And removing those from the big Prometheus drones only serves to narrow down the forward arrowhead a little. The thing is already as barebones as barebones can be - almost two-dimensional save for the engine nacelles!
One possibility: because you need combat drones, which by definition have to have large engines and heavy weapons, and you need a crewed control center, which doesn't need either of those but does need to tag along - right until combat is joined. It makes sense, then, to use the drones as "carriers" for the control unit.
It is an engine capable of moving a set of weapons fast enough to catch a starship. I.e. it is a starship engine. Those don't come at the size of a walnut in the 24th century yet. But if they did, obviously the E-D would have them.
Hardly. But such "drones" would only cover an extremely narrow area of warfare; in order to cover any appreciable part of it, you need automated starships, not sessile guns.
No, it does not. Captain Keogh was right to dismiss it as fit only to fight glorified shuttlecraft - it has never stood any chance against capital ships, as nicely evidenced e.g. by "Armageddon Game". It has never even stood a chance against the smallest Jem'Hadar ships, apart from "Treachery, Faith and the Great River" where the first of the titular buzzwords was key to victory.
Nope. Neither the Reaper nor the Gray Eagle has any place in this comparison, as they are not combat drones - all they can do is assassinate helpless victims.
A combat drone, capable of fighting at least its peers (and by your criteria, its biggers), starts out at the size range of X-47. That's a hugely complex machine, only theoretically capable of combat even at its projected operational best, and vastly more expensive to operate than a F-16 category crewed combat aircraft.
You don't get a combat drone by installing a toy aircraft engine or an automobile powerplant. You need a turbojet of credible size. And the Reaper has none, and cannot do combat.
Well, of course not, if they are intended to be incapable of combat. Which is the design goal of all the currently operational flying drones - they are either pure eyes-in-the-sky or delivery platforms for weapons capable of hurting only the softest of targets, with the theoretical ability to hit a moving target now very gradually translating into operational reality. Hell, a Reaper can't even actually shoot down a Reaper despite its ability to carry light fire-and-forget AAMs.
Well the main problem I have with your argument is your overreliance on The Prometheus as your primary basis of what drone warfare would look like in the 24th century. While the full background of that class of ship is speculation, it could easily be:
A) An R&D boondoggle that would never see mass production due to its inefficient design.
B) A design for an existing starship retrofitted to be controlled by computer similar to the way the Enterprise was in "The Ultimate Computer"
C) The Prometheus ship was designed to allow Starfleet the flexibility of utilizing the ship as mainly automated or with a full crew complement and thus built it with all the extra areas that would not be utilized in the automated configuration.

→ DATASET ENTRIES:
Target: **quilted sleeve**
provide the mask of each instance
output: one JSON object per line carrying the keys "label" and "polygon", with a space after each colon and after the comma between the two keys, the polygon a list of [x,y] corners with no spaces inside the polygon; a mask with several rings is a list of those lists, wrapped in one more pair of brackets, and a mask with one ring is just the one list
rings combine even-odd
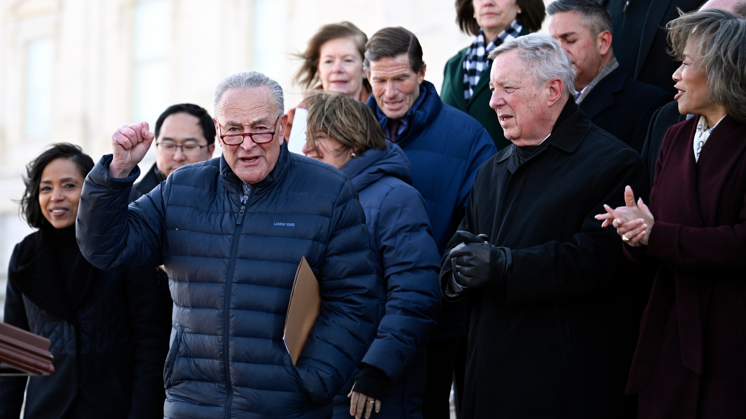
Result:
{"label": "quilted sleeve", "polygon": [[81,252],[104,271],[163,265],[163,203],[170,183],[157,186],[128,207],[140,168],[127,177],[111,177],[111,154],[102,157],[83,186],[75,224]]}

→ SET OF TASKS:
• a. In the drone discussion, retype the passage that begins with the words containing "Well the main" and ends with "its inefficient design.".
• b. Render this sentence from the drone discussion into Spanish: "You don't get a combat drone by installing a toy aircraft engine or an automobile powerplant."

→ TASK SOLUTIONS:
• a.
Well the main problem I have with your argument is your overreliance on The Prometheus as your primary basis of what drone warfare would look like in the 24th century. While the full background of that class of ship is speculation, it could easily be:
A) An R&D boondoggle that would never see mass production due to its inefficient design.

• b. No se obtiene un dron de combate instalando un motor de avión de juguete o un grupo motopropulsor de automóvil.